## [Exercise]
Write out the following passage on the Phantasy Star games and Phantasy Star IV word for word, with nothing changed, added or left out.

## [Page text]
The Phantasy Star games are set in a world that mixes swords and sorcery with science fiction. Humans, androids, and genetically-modified humanoids live their lives on Algo in fear of the ominous Dark Force, a demon that appears every thousand years to wipe out all life. While the stories of the numerous Final Fantasy games were self-contained, Phantasy Star I, II, and to a lesser extent, III had an ongoing story arc. Phantasy Star IV’s subtitle, “The End of the Millennium,” also suggested that the game would bring the series’ story arc to a definitive conclusion. You start out as a rookie bounty hunter named Chaz, who along with his mentor Alys must investigate an outbreak of monsters at an academy on the desert planet Motavia. It slowly blossoms into your typical “save the world from evil” story, but has enough twists and turns to keep the story exciting. Of course, without a good cast of characters to get the plot moving, even an archetypical story like the one in Phantasy Star IV would fall flat. Thankfully, Alys, Chaz and their allies–from the mysterious wizard Rune to the wisecracking priest Raja to the multi-purpose androids Wren and Demi–provide enough personality to keep the player interested.
The Super NES Final Fantasy games used their sprites to great effect in cutscenes. The Phantasy Star games, by comparison, don’t have nearly as expressive character sprites, so instead, they use comic-style still images to display dramatic events. This presentation style works in Phantasy Star IV’s favor, as it adds detail to scenes that couldn’t always be adequately shown with in-game graphics. The graphics really come alive during the game’s battle scenes, with enemies swiping and striking at the player’s party, and magical effects filling the screen as both sides trade blows. This system was used in the first two games, but is animated a lot more smoothly in IV thanks in part to the cartridge’s expanded memory (at 24 megabits, it was one of the largest Genesis games ever released, and the main reason the game was originally so expensive at retail). The game’s sound isn’t quite as impressive as the graphics, but there are a few enjoyable tunes to be heard from IV’s soundtrack, such as the songs to the technological dungeons, the theme to the Air Castle (one of several call-backs to the original game), and the battle that plays when you fight two major storyline bosses.

## [Extracted information]
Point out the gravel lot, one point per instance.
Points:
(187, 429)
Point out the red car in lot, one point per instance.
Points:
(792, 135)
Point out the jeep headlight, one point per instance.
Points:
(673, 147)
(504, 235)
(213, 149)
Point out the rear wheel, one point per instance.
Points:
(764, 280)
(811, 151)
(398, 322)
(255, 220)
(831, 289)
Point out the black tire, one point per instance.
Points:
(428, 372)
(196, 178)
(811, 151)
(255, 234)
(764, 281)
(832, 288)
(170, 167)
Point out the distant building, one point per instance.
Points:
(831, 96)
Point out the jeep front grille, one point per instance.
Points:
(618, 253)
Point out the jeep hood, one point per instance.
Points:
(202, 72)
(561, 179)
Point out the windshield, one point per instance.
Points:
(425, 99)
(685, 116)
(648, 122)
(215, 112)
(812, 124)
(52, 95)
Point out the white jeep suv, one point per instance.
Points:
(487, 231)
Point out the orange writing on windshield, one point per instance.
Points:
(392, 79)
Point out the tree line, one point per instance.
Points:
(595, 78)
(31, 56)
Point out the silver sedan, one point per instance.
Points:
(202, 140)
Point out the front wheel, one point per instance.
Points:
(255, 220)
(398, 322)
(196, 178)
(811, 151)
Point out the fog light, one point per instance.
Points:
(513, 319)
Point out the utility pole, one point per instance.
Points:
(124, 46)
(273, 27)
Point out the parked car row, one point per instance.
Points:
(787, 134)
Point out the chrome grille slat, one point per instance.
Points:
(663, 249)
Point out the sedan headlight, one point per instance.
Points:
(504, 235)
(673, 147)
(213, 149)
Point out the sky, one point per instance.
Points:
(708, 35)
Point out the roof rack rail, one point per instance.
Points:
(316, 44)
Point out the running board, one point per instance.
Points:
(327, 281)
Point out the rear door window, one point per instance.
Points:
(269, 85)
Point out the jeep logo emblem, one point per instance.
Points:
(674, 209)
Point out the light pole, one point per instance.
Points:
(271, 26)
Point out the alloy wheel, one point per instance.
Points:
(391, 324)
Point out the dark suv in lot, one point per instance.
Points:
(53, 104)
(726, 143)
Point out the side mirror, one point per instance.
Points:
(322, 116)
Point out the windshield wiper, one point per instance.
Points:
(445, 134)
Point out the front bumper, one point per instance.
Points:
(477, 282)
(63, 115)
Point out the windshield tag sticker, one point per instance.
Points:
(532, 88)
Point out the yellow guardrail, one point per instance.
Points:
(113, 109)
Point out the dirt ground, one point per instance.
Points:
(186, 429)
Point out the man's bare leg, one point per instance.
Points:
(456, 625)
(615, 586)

## [Problem solution]
The Phantasy Star games are set in a world that mixes swords and sorcery with science fiction. Humans, androids, and genetically-modified humanoids live their lives on Algo in fear of the ominous Dark Force, a demon that appears every thousand years to wipe out all life. While the stories of the numerous Final Fantasy games were self-contained, Phantasy Star I, II, and to a lesser extent, III had an ongoing story arc. Phantasy Star IV’s subtitle, “The End of the Millennium,” also suggested that the game would bring the series’ story arc to a definitive conclusion. You start out as a rookie bounty hunter named Chaz, who along with his mentor Alys must investigate an outbreak of monsters at an academy on the desert planet Motavia. It slowly blossoms into your typical “save the world from evil” story, but has enough twists and turns to keep the story exciting. Of course, without a good cast of characters to get the plot moving, even an archetypical story like the one in Phantasy Star IV would fall flat. Thankfully, Alys, Chaz and their allies–from the mysterious wizard Rune to the wisecracking priest Raja to the multi-purpose androids Wren and Demi–provide enough personality to keep the player interested.
The Super NES Final Fantasy games used their sprites to great effect in cutscenes. The Phantasy Star games, by comparison, don’t have nearly as expressive character sprites, so instead, they use comic-style still images to display dramatic events. This presentation style works in Phantasy Star IV’s favor, as it adds detail to scenes that couldn’t always be adequately shown with in-game graphics. The graphics really come alive during the game’s battle scenes, with enemies swiping and striking at the player’s party, and magical effects filling the screen as both sides trade blows. This system was used in the first two games, but is animated a lot more smoothly in IV thanks in part to the cartridge’s expanded memory (at 24 megabits, it was one of the largest Genesis games ever released, and the main reason the game was originally so expensive at retail). The game’s sound isn’t quite as impressive as the graphics, but there are a few enjoyable tunes to be heard from IV’s soundtrack, such as the songs to the technological dungeons, the theme to the Air Castle (one of several call-backs to the original game), and the battle that plays when you fight two major storyline bosses.